### 抜粋
=-=-=-=-=
歯を移動させるときに骨は少しずつ溶けます。その後移動させた先で新しく歯を支える骨ができるのです。
しかし重度の歯周病で顎の骨まで炎症が起きた状態だと骨の再生ができません。
そのため歯周病が重度の場合はインビザライン矯正に限らず、矯正治療自体ができない可能性が高いです。
インプラントがある
歯の矯正治療は自然に生えている歯を正しい位置に移動させて歯並びを整えます。
インプラントは顎の骨に人工の歯根を埋め込むものです。実はインプラントで埋め込んだ人工の歯根は移動させようと力をかけても動かせません。
そのためインプラントが埋め込まれている部分の矯正治療はできないため、何本かインプラントがある場合は矯正治療自体が難しくなります。
埋伏歯がある
埋伏歯とは名前の通り歯が歯茎に埋まった状態で、完全に歯茎に埋まっているものや半分くらいしか歯が出ていないケースもあります。
インビザライン矯正はマウスピースで歯を覆うことで歯を動かしていきますが、きちんと生えていない歯は覆うことができません。
インビザライン矯正のマウスピースには埋まっている歯を引き出すことは不可能です。
マウスピースで覆えない歯は動かすことができません。そのためインビザライン矯正だけでの矯正は難しいのです。
歯列矯正で抜歯をするケース
歯の状態によっては矯正時に抜歯をしなければならないケースがあります。どのようなときに抜歯をするのでしょうか。
矯正時に抜歯が必要なケースを紹介していきます。
歯を動かすスペースがない
顎の骨格の広さや歯の数・大きさの関係で歯を並べようとしたときに、歯を動かすスペースがない場合は歯を抜いてスペースを作るしかありません。
スペースがないのに無理やり歯列を整えようとすると、矯正後に後戻りをしてしまうことがあります。
=-=-=-=-=
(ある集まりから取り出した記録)
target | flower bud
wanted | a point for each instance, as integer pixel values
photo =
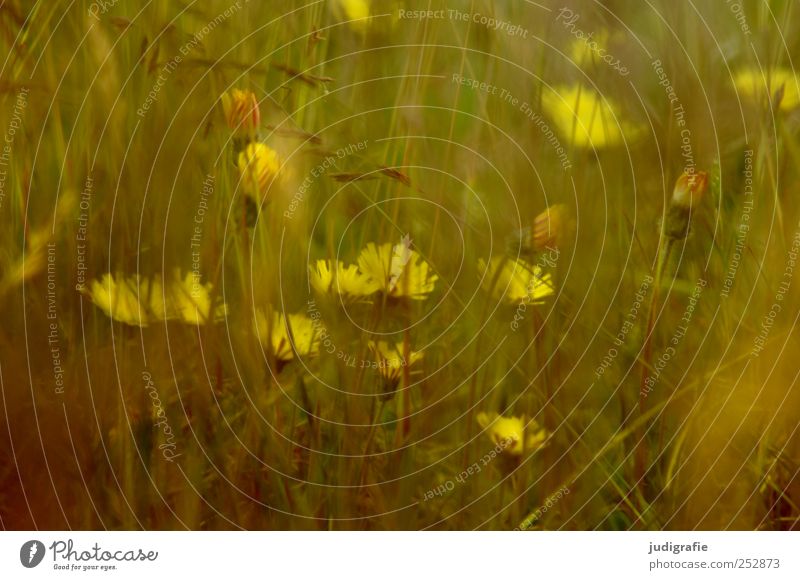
(241, 111)
(689, 189)
(258, 165)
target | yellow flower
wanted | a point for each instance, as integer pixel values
(515, 280)
(390, 363)
(397, 270)
(258, 165)
(689, 189)
(348, 283)
(191, 300)
(241, 111)
(355, 11)
(119, 300)
(584, 116)
(287, 336)
(753, 83)
(512, 434)
(138, 301)
(391, 360)
(552, 227)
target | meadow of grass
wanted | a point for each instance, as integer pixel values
(533, 326)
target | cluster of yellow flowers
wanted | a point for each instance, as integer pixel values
(396, 270)
(589, 119)
(258, 164)
(139, 301)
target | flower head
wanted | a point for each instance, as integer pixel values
=-=-=-=-=
### 課題
• 1. 抜粋のうち、「インプラントは顎の骨に人工の」を含む箇所から書き始め、「インビザライン矯正のマウスピースには埋まっている歯を引き出すことは不可能です。」まで来たらそこで止めて、そのとおりに写し取ること。
• 2. 抜粋に基づいて次の問いに答えること。
(a) インプラントでは人工の歯根を何に埋め込むか。
(b) 埋伏歯とはどのような状態の歯か。
(c) スペースがないのに無理やり歯列を整えようとすると、どうなることがあるか。
これらの記録は抜粋の内容とは無関係である。

### 解答
• 1.
インプラントは顎の骨に人工の歯根を埋め込むものです。実はインプラントで埋め込んだ人工の歯根は移動させようと力をかけても動かせません。
そのためインプラントが埋め込まれている部分の矯正治療はできないため、何本かインプラントがある場合は矯正治療自体が難しくなります。
埋伏歯がある
埋伏歯とは名前の通り歯が歯茎に埋まった状態で、完全に歯茎に埋まっているものや半分くらいしか歯が出ていないケースもあります。
インビザライン矯正はマウスピースで歯を覆うことで歯を動かしていきますが、きちんと生えていない歯は覆うことができません。
インビザライン矯正のマウスピースには埋まっている歯を引き出すことは不可能です。

• 2.
(a) 顎の骨
(b) 歯が歯茎に埋まった状態
(c) 矯正後に後戻りをしてしまうことがある。